## Text extract:

>>

The Fifth Risk can be thought of as a book to celebrate the dedicated government employees who labor in obscurity to make all of us safer. Michael Lewis’s main motivation, however, is to convince readers that government workers would serve the public more effectively if Donald Trump’s uninformed and shortsighted administration was replaced with a more informed and farsighted one.

One can sympathize with much of Lewis’s criticism of the Trump administration without sharing his confidence that an administration with better people would better serve the public and correct government and market failures. Also, the book’s title is mysterious. Lewis barely discusses the five risks and fails to consistently label the fifth. And even though his subtitle is Undoing Democracy, Lewis never mentions the most appalling risk that such an undoing would threaten.

Lewis begins with the difficulty of getting Trump to set up a presidential transition team during the primary season even though it was legally required. And he threatened to shut it down after he became the Republican nominee. According to one of his advisers, few Americans had less interest in the federal government than Trump. He ignored advice on “people to staff [his] administration” after he was elected. His close advisor at the time, Steve Bannon, is quoted as complaining “Holy f**k, this guy doesn’t know anything. And he doesn’t give a s**t” (p. 30).

The morning after the election, a Department of Energy (DOE) team showed up early to the new president’s representatives as was routine. However, no one from the new administration showed up. Two weeks after the election, DOE’s Obama people discovered that Trump had “created a small ‘Landing Team’” that was headed by, and mostly consisted of, Thomas Pyle, a lobbyist largely funded by Koch Industries (p. 36). A month after the election, Pyle finally met with the Energy Secretary, but “appeared to have no interest in anything he had to say” (p. 37). Despite invitations, Pyle never returned—although he did send a list of questions, some requesting the names of DOE employees or contractors who had attended meetings on climate change. The DOE Secretary ignored them. During his confirmation hearing to be the DOE Secretary, Rick Perry said “how useful it was being briefed by the former secretary.” When Lewis asked someone familiar with the briefing how many hours it lasted, the answer was “That’s the wrong unit of account” (p. 45, 46).

The U.S. Department of Agriculture also prepared to meet with Trump’s USDA transition team the day after the election, but no one showed. Two weeks after the election the head of the team, a lobbyist for PepsiCo, “made a cameo appearance for about an hour.” More than a month after the election, one member of the team made an appearance and was politely refused when he also requested names of those working on climate change.

<<

## Supplied records:
>>

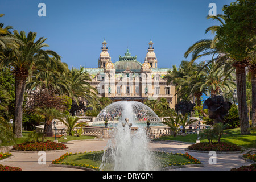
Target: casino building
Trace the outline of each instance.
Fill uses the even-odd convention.
[[[113,102],[127,100],[144,102],[147,99],[167,100],[171,108],[176,104],[175,86],[163,79],[169,68],[158,68],[158,60],[151,40],[143,62],[137,60],[127,49],[124,56],[114,63],[104,39],[98,58],[98,68],[85,68],[90,76],[91,86],[99,97],[110,98]]]

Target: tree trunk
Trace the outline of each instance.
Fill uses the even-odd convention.
[[[251,72],[251,96],[253,112],[251,121],[253,126],[256,126],[256,70]]]
[[[236,67],[238,114],[241,135],[250,134],[246,103],[246,77],[245,67]]]
[[[26,78],[26,77],[15,76],[15,105],[13,133],[16,138],[22,137],[22,105]]]
[[[197,106],[201,106],[201,96],[202,96],[202,93],[200,92],[196,92],[195,94],[195,96],[196,98],[196,105]]]

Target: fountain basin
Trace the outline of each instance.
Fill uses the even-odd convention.
[[[107,120],[108,127],[117,127],[120,122],[125,123],[126,118],[133,127],[147,127],[148,121],[150,127],[164,126],[155,112],[145,104],[126,101],[115,102],[105,107],[91,126],[104,127]]]

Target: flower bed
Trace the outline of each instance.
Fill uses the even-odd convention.
[[[238,168],[233,168],[230,171],[256,171],[256,164],[250,166],[242,166]]]
[[[63,155],[61,155],[60,158],[53,160],[52,162],[52,164],[76,166],[86,167],[86,168],[90,168],[90,169],[96,170],[96,171],[100,171],[100,169],[98,167],[96,167],[93,165],[89,165],[89,164],[79,164],[79,163],[75,163],[73,162],[72,163],[62,162],[62,161],[63,161],[63,160],[66,159],[69,156],[76,155],[76,154],[86,154],[86,153],[90,153],[90,152],[92,152],[92,151],[90,151],[89,152],[75,152],[75,153],[65,153],[65,154],[63,154]]]
[[[0,171],[22,171],[19,167],[0,164]]]
[[[157,155],[159,155],[159,154],[163,154],[166,156],[166,157],[168,158],[168,155],[177,155],[181,156],[183,156],[189,160],[189,162],[184,162],[184,163],[171,163],[168,164],[168,166],[183,166],[183,165],[190,165],[190,164],[201,164],[201,162],[199,161],[199,160],[195,158],[194,157],[190,155],[188,153],[185,152],[185,154],[182,153],[169,153],[169,152],[157,152],[158,154]]]
[[[0,152],[0,160],[7,158],[11,155],[11,153],[2,153]]]
[[[98,167],[96,167],[93,165],[89,165],[86,164],[81,164],[81,163],[76,163],[73,162],[64,162],[63,160],[68,158],[69,156],[77,155],[77,154],[93,154],[93,152],[103,152],[104,151],[101,151],[100,152],[76,152],[76,153],[65,153],[63,154],[62,156],[61,156],[60,158],[55,159],[52,162],[52,164],[62,164],[62,165],[71,165],[71,166],[79,166],[79,167],[86,167],[88,168],[90,168],[94,170],[99,171],[100,169]],[[102,153],[103,154],[103,153]],[[155,155],[156,156],[164,156],[165,158],[168,159],[169,155],[176,155],[179,156],[181,156],[189,160],[189,162],[182,162],[182,163],[170,163],[168,164],[165,164],[168,167],[172,167],[172,166],[183,166],[183,165],[189,165],[189,164],[201,164],[201,162],[197,159],[192,157],[191,155],[190,155],[188,153],[185,154],[182,154],[182,153],[168,153],[168,152],[163,152],[160,151],[156,151]]]
[[[243,157],[256,162],[256,154],[243,154]]]
[[[207,142],[200,142],[193,144],[188,148],[189,150],[204,151],[219,151],[219,152],[233,152],[239,151],[242,149],[241,147],[235,144],[226,142],[213,143],[209,144]]]
[[[18,151],[51,151],[67,148],[66,145],[50,140],[46,142],[28,142],[13,146],[13,150]]]

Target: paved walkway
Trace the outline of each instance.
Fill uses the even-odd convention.
[[[1,164],[13,167],[19,167],[23,171],[79,171],[79,169],[49,167],[52,161],[59,158],[66,152],[79,152],[90,151],[104,150],[108,139],[98,141],[70,141],[67,144],[69,148],[68,151],[46,153],[46,164],[39,164],[38,160],[40,156],[38,153],[11,152],[13,155],[10,159],[0,162]],[[169,152],[185,153],[184,150],[189,144],[171,141],[154,141],[150,142],[150,147],[153,150],[164,151]],[[208,160],[209,156],[208,153],[196,153],[187,152],[192,156],[199,159],[204,167],[183,168],[176,169],[176,171],[230,171],[230,169],[238,168],[243,165],[250,165],[251,163],[238,158],[241,154],[217,154],[217,164],[210,165]]]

<<

## Instructions:
1. From the book review above, write out the part that opens with the words containing "One can sympathize" and closes with "undoing would threaten.".
2. Using the book review above, state whether each statement agrees with it, answering yes or no and quoting the deciding words. (a) Pyle met with the Energy Secretary a month after the election. (b) The DOE Secretary answered Pyle's list of questions. (c) The head of the USDA transition team was a lobbyist for Koch Industries.

## The solutions:
1.
One can sympathize with much of Lewis’s criticism of the Trump administration without sharing his confidence that an administration with better people would better serve the public and correct government and market failures. Also, the book’s title is mysterious. Lewis barely discusses the five risks and fails to consistently label the fifth. And even though his subtitle is Undoing Democracy, Lewis never mentions the most appalling risk that such an undoing would threaten.

2.
(a) Yes: "A month after the election, Pyle finally met with the Energy Secretary"
(b) No: "The DOE Secretary ignored them."
(c) No: "the head of the team, a lobbyist for PepsiCo"